• [Directions]
Copy out every line from the line containing "Locate any scattered" through the end of the records, raising each coordinate in the answers by 36 and leaving all other text unchanged.
———
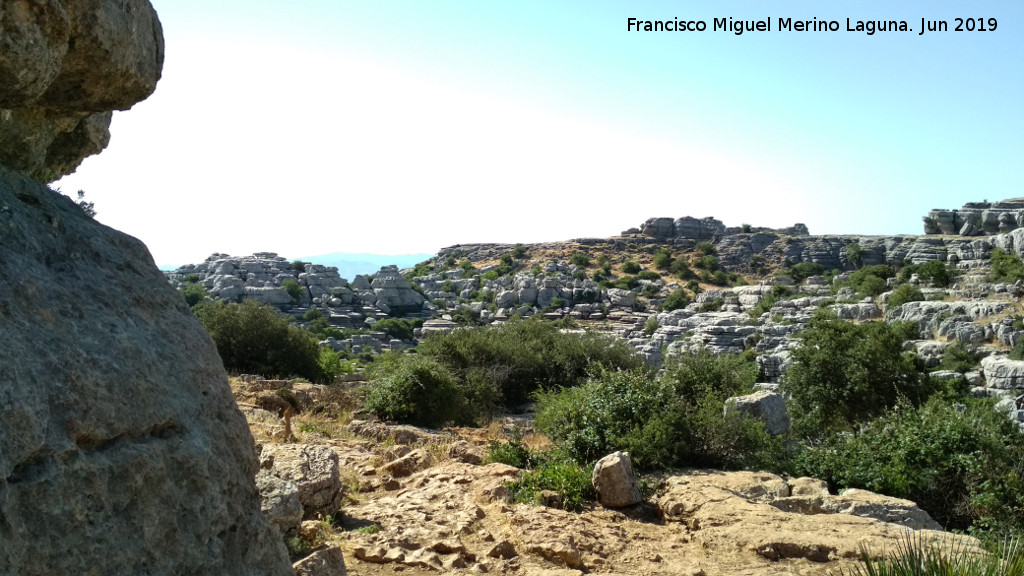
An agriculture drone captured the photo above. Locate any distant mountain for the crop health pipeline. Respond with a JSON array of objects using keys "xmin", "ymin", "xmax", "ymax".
[{"xmin": 296, "ymin": 252, "xmax": 434, "ymax": 280}]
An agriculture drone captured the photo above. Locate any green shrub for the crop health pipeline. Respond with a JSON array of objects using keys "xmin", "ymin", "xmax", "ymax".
[
  {"xmin": 406, "ymin": 262, "xmax": 433, "ymax": 282},
  {"xmin": 487, "ymin": 426, "xmax": 532, "ymax": 468},
  {"xmin": 841, "ymin": 532, "xmax": 1024, "ymax": 576},
  {"xmin": 662, "ymin": 288, "xmax": 690, "ymax": 312},
  {"xmin": 365, "ymin": 353, "xmax": 483, "ymax": 427},
  {"xmin": 508, "ymin": 451, "xmax": 597, "ymax": 511},
  {"xmin": 193, "ymin": 300, "xmax": 326, "ymax": 381},
  {"xmin": 374, "ymin": 318, "xmax": 414, "ymax": 340},
  {"xmin": 700, "ymin": 298, "xmax": 725, "ymax": 312},
  {"xmin": 452, "ymin": 306, "xmax": 480, "ymax": 326},
  {"xmin": 569, "ymin": 252, "xmax": 590, "ymax": 266},
  {"xmin": 409, "ymin": 318, "xmax": 644, "ymax": 407},
  {"xmin": 989, "ymin": 248, "xmax": 1024, "ymax": 283},
  {"xmin": 918, "ymin": 260, "xmax": 953, "ymax": 288},
  {"xmin": 537, "ymin": 354, "xmax": 781, "ymax": 468},
  {"xmin": 939, "ymin": 340, "xmax": 983, "ymax": 373},
  {"xmin": 694, "ymin": 240, "xmax": 718, "ymax": 256},
  {"xmin": 796, "ymin": 397, "xmax": 1024, "ymax": 534},
  {"xmin": 889, "ymin": 284, "xmax": 925, "ymax": 308},
  {"xmin": 652, "ymin": 248, "xmax": 672, "ymax": 270},
  {"xmin": 850, "ymin": 264, "xmax": 896, "ymax": 297},
  {"xmin": 181, "ymin": 284, "xmax": 206, "ymax": 307},
  {"xmin": 750, "ymin": 285, "xmax": 793, "ymax": 320},
  {"xmin": 670, "ymin": 256, "xmax": 696, "ymax": 280},
  {"xmin": 611, "ymin": 276, "xmax": 640, "ymax": 290},
  {"xmin": 643, "ymin": 316, "xmax": 660, "ymax": 336},
  {"xmin": 781, "ymin": 310, "xmax": 935, "ymax": 436}
]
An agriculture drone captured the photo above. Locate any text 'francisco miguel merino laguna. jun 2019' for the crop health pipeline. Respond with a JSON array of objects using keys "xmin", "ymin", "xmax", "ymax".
[{"xmin": 626, "ymin": 17, "xmax": 999, "ymax": 36}]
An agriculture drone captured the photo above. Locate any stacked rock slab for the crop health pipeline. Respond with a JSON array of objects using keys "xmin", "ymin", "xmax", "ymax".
[
  {"xmin": 0, "ymin": 0, "xmax": 294, "ymax": 576},
  {"xmin": 0, "ymin": 168, "xmax": 291, "ymax": 576},
  {"xmin": 924, "ymin": 198, "xmax": 1024, "ymax": 236},
  {"xmin": 0, "ymin": 0, "xmax": 164, "ymax": 181}
]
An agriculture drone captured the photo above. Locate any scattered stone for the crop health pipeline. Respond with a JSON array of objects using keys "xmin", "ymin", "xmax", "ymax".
[{"xmin": 592, "ymin": 452, "xmax": 643, "ymax": 508}]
———
• [Worked answer]
An agriculture drone captured the photo above. Locate any scattered stone for the crop health pipeline. Respond with a JSON array of objects using keys "xmin", "ymin", "xmax", "ymax".
[{"xmin": 628, "ymin": 488, "xmax": 679, "ymax": 544}]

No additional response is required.